▶ _ACTION ITEM_
Reproduce the story of the king's sick son below word for word, from its first sentence to its last.

▶ _TEXT PASSAGE_
::::
The son of the king was terribly sick. After the top doctors examined the boy they came to the conclusion that there was one remedy that could save the prince; they needed a certain enzyme produced by a rare fish. Immediately, the king dispatched an emissary to procure the enzyme.
After an arduous journey, the emissary returned and came before the king. “Your Highness, I’ve brought you the dog enzyme,” announced the emissary proudly. The king was furious and had him thrown into prison. That night the emissary had a dream. In it, his limbs were arguing about who commanded the most power. The legs said they were because without them they wouldn’t have journeyed anywhere. The arms said it was them because otherwise, the body couldn’t carry the enzyme. The mouth said, “It is certainly me. I got us locked up and only I can get us out. Watch and see!”
The next day, the emissary was brought before the king. The king berated him for bringing a dog enzyme instead of the fish enzyme. “Your Highness, I realize now what has happened. In my native Hebrew, ‘dag’ means ‘fish.’ English is still my second language. When I gave you the enzyme, I must have said the Hebrew term by mistake. I did indeed bring back the fish enzyme.” The prince was saved and the emissary was freed.
::::
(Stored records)
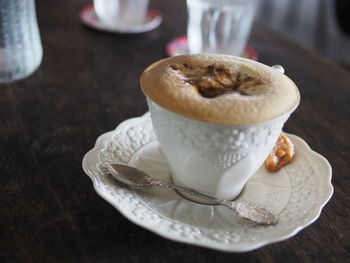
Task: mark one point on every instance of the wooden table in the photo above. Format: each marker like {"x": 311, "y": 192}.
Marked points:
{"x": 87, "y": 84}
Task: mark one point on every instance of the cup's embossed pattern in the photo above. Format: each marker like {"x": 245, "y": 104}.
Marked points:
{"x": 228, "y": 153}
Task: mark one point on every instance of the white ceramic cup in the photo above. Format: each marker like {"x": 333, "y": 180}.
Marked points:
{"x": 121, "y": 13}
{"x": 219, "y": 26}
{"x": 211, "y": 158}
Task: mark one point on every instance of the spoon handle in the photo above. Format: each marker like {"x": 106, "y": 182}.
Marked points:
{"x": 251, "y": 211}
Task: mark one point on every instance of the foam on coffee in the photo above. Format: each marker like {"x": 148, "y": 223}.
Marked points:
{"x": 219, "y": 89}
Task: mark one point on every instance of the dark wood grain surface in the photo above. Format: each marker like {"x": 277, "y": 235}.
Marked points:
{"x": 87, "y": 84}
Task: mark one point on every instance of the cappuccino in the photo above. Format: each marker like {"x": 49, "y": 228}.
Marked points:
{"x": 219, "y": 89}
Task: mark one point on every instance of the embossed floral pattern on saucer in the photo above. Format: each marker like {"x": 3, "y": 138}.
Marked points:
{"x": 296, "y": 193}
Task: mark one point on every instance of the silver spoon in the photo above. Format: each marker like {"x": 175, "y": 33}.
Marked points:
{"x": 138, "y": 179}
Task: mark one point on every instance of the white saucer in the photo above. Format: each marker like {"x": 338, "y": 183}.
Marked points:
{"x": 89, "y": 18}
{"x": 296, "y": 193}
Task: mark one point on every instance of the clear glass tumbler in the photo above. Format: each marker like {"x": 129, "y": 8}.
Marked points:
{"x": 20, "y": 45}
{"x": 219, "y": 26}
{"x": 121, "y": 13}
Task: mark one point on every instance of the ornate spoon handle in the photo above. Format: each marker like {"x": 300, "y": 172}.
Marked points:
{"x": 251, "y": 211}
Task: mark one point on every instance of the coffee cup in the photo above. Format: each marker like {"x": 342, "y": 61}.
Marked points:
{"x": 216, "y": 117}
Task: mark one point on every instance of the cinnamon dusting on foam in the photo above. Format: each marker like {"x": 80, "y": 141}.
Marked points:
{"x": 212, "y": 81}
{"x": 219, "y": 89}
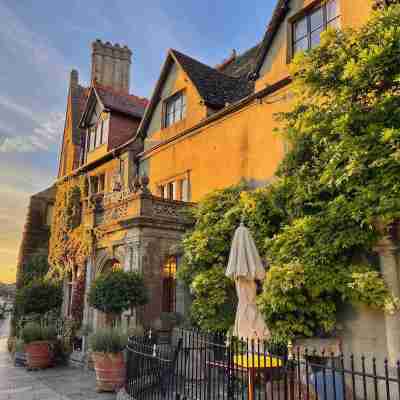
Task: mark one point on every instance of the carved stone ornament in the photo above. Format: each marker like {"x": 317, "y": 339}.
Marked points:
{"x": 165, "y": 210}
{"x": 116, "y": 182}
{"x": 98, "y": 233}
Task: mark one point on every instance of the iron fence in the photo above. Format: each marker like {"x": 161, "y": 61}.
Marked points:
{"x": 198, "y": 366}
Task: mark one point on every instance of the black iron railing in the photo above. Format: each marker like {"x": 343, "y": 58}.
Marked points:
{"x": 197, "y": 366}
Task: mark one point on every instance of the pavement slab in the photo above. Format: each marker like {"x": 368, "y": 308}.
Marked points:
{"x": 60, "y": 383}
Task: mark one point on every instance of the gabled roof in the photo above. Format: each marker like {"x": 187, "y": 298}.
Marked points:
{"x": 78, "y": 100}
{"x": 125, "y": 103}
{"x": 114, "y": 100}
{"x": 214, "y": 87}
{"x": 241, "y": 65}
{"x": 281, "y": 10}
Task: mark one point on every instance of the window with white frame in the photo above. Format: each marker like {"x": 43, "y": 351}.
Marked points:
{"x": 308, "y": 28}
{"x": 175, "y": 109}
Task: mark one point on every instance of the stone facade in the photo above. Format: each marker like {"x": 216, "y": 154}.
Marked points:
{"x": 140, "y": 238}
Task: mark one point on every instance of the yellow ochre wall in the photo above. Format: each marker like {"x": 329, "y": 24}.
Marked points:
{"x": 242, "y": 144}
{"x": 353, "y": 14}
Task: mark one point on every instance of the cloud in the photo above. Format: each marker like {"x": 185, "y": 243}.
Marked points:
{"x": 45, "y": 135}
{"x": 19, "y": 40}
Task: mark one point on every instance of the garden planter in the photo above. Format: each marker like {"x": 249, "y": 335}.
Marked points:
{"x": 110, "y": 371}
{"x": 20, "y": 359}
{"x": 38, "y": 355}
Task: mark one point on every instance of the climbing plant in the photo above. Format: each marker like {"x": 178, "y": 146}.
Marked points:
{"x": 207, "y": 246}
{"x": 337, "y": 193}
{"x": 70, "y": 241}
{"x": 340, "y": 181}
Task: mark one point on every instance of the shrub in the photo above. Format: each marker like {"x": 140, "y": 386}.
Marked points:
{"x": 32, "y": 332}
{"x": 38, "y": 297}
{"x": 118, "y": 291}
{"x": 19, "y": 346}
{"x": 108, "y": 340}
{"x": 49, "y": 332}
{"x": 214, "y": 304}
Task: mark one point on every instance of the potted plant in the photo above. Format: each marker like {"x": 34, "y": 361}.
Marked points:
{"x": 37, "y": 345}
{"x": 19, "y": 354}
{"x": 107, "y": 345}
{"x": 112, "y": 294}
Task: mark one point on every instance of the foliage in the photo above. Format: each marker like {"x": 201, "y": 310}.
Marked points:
::::
▶ _TASK RESULT_
The son of the king was terribly sick. After the top doctors examined the boy they came to the conclusion that there was one remedy that could save the prince; they needed a certain enzyme produced by a rare fish. Immediately, the king dispatched an emissary to procure the enzyme.
After an arduous journey, the emissary returned and came before the king. “Your Highness, I’ve brought you the dog enzyme,” announced the emissary proudly. The king was furious and had him thrown into prison. That night the emissary had a dream. In it, his limbs were arguing about who commanded the most power. The legs said they were because without them they wouldn’t have journeyed anywhere. The arms said it was them because otherwise, the body couldn’t carry the enzyme. The mouth said, “It is certainly me. I got us locked up and only I can get us out. Watch and see!”
The next day, the emissary was brought before the king. The king berated him for bringing a dog enzyme instead of the fish enzyme. “Your Highness, I realize now what has happened. In my native Hebrew, ‘dag’ means ‘fish.’ English is still my second language. When I gave you the enzyme, I must have said the Hebrew term by mistake. I did indeed bring back the fish enzyme.” The prince was saved and the emissary was freed.